Source passage =
┏━━
In the few years I didn’t get an end-of-the-school-year cold, other things happened that prevented me going into full Slug Mode until September. One year, spring came early and I got in a lot of tennis after school and on weekends. That was the year I had my only bout of tennis elbow and my right arm was put in a sling. Another year I tore my left rotator cuff and put that arm in a sling for several months. The sling also had a red ball attached to it to squeeze for exercise. I spent several months living in abject fear that a friendly Golden Retriever would happen upon me and demand a game of fetch by sinking his teeth into the ball.
The worst of all was a weekend before Bay Path commencement. It was a gorgeous Saturday morning and I went for a run on the ¾ mile dirt track at Smith College. I was light on my feet after the first lap and decided to put on the afterburners for lap two. That was the plan, except I was paying attention to the music in my Walkman player, not where I was going. As I gained speed, I smacked my left knee into the gate stanchion post I was supposed squeeze past. Down I went like shot, thereby driving bits of stone into my right arm and both knees. The emergency room doctor declared me a “bloody mess” as he picked gravel out of three of my four limbs. I attended commencement on crutches with five stiches in my knee and an oozing bandage over it. A further indignity of being ushed into the tent before anyone else entered. And, yes, it could be worse. It was as awful that weekend as it was warm and sunny the previous one. How awful you ask? Pelting icy rain that turned to snow!
By rights I shouldn’t complain about my silly cold. But I will!
┗━━
Entries shown =
┏━━
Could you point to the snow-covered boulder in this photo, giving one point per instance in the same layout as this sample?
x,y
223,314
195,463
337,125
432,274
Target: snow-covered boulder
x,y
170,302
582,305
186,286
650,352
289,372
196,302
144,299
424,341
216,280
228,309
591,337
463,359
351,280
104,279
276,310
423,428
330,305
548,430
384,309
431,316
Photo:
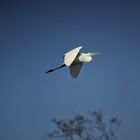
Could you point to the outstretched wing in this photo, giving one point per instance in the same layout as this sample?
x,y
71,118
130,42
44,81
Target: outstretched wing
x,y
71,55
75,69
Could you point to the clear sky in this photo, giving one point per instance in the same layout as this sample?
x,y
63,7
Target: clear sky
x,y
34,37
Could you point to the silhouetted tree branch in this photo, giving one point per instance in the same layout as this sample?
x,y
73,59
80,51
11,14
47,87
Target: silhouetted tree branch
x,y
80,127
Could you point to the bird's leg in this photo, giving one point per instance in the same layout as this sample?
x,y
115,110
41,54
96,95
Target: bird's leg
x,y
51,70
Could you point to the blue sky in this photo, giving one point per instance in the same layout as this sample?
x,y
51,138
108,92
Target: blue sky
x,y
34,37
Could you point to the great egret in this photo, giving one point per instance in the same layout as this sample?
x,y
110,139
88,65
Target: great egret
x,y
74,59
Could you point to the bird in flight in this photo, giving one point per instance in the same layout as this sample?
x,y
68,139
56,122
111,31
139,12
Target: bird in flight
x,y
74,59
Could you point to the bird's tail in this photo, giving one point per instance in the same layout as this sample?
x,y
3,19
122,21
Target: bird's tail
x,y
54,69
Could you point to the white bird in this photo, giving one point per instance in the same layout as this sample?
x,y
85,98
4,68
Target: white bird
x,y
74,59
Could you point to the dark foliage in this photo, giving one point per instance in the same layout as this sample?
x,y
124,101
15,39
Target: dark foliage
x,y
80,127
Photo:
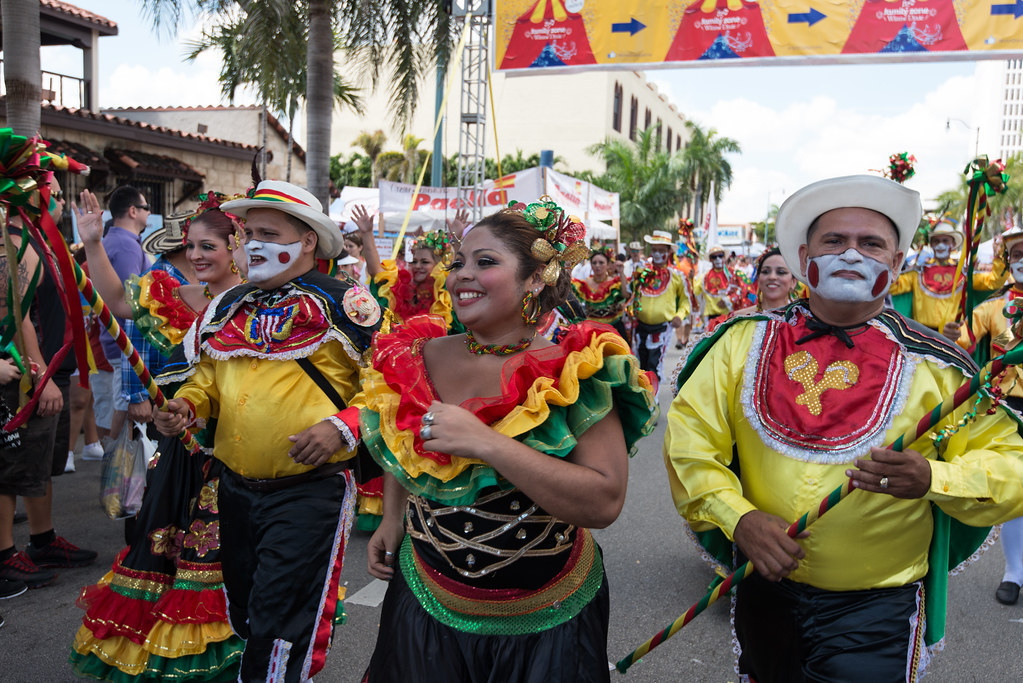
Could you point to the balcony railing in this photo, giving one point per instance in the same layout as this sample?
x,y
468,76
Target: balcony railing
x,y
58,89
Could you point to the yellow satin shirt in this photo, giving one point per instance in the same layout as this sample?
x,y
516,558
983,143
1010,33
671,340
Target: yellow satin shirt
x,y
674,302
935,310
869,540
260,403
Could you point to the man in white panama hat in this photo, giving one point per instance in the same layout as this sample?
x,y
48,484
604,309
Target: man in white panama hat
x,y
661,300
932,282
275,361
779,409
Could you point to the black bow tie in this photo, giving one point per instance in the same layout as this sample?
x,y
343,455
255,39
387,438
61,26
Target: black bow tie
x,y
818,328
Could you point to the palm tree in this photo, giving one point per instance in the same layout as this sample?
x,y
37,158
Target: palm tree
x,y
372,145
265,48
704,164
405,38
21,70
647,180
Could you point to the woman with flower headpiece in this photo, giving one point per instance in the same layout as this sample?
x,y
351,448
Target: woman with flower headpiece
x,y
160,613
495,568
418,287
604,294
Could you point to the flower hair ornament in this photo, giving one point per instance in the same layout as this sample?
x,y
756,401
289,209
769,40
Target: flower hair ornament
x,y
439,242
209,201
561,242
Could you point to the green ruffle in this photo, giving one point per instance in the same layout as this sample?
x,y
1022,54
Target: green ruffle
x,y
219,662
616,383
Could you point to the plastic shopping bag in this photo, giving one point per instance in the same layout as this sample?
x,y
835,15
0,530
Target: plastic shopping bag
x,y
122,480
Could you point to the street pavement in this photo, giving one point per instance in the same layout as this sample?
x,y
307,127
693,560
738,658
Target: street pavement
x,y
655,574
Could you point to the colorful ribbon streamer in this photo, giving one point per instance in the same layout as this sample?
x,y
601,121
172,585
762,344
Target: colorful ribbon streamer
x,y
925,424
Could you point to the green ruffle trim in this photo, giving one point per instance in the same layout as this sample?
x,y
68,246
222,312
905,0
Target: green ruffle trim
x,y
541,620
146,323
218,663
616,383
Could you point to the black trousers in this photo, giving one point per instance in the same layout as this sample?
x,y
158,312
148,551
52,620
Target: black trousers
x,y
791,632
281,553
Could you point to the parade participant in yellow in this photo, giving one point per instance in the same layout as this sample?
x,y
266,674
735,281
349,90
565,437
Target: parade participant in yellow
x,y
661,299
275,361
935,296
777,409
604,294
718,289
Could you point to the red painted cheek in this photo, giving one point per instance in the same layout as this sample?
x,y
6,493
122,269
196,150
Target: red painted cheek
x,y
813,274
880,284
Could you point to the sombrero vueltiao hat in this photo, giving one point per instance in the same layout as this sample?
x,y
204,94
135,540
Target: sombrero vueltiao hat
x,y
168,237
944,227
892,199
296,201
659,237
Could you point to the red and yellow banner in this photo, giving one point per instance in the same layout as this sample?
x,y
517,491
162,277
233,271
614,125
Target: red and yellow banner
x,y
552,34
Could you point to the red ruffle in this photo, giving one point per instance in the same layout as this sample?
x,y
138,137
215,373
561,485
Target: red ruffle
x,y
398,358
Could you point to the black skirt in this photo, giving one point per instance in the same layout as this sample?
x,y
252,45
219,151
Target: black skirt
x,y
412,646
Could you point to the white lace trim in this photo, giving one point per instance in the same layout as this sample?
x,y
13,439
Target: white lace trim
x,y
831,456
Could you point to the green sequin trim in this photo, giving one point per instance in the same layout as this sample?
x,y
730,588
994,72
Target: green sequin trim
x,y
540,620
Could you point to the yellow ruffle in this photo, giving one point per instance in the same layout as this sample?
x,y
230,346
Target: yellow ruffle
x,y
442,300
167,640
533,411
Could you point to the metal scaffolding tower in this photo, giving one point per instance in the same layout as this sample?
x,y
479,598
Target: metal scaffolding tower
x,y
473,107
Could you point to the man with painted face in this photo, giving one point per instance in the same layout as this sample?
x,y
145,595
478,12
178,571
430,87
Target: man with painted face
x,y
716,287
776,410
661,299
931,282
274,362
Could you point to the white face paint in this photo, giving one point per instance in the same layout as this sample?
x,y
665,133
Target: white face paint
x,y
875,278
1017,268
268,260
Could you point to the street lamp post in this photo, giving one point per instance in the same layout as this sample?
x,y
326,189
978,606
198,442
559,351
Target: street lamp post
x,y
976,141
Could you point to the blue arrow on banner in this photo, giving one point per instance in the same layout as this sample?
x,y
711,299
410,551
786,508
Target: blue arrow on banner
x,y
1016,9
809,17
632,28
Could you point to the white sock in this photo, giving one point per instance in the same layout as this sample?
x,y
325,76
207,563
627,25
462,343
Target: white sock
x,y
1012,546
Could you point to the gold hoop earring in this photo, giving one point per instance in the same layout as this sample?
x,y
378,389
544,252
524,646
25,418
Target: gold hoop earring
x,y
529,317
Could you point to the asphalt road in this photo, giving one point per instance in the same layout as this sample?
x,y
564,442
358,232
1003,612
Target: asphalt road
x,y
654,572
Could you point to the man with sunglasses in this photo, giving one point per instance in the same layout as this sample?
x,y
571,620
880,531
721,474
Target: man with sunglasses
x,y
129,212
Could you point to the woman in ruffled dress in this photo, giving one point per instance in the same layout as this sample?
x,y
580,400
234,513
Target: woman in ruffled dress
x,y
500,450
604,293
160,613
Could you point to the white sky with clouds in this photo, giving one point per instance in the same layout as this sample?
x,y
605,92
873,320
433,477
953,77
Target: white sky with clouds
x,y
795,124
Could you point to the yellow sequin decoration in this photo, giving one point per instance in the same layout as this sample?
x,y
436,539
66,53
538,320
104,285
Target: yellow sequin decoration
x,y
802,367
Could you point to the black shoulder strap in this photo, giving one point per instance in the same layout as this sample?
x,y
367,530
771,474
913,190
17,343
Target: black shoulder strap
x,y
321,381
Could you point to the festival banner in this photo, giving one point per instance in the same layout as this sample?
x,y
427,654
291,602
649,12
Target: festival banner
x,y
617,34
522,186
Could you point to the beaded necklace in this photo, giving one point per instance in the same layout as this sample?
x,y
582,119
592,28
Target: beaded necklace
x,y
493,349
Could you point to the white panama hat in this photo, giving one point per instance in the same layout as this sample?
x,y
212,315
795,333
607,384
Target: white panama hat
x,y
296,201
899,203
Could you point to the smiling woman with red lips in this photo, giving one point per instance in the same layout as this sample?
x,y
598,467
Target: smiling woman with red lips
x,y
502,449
┗━━
To do =
- A) Based on the passage about end-of-school-year mishaps, does each statement agree with it? Answer yes or no and quote the deciding words. (i) The run took place on a dirt track at Smith College. (ii) Tennis elbow put the writer's left arm in a sling. (iii) Commencement weekend was warm and sunny.
- B) Show every line of the listing that contains the word "decoration". Case counts.

Expected answers =
- A)
(i) Yes: "I went for a run on the ¾ mile dirt track at Smith College."
(ii) No: "my right arm was put in a sling."
(iii) No: "Pelting icy rain that turned to snow!"

- B)
Could you point to the yellow sequin decoration in this photo, giving one point per instance in the same layout as this sample?
Target: yellow sequin decoration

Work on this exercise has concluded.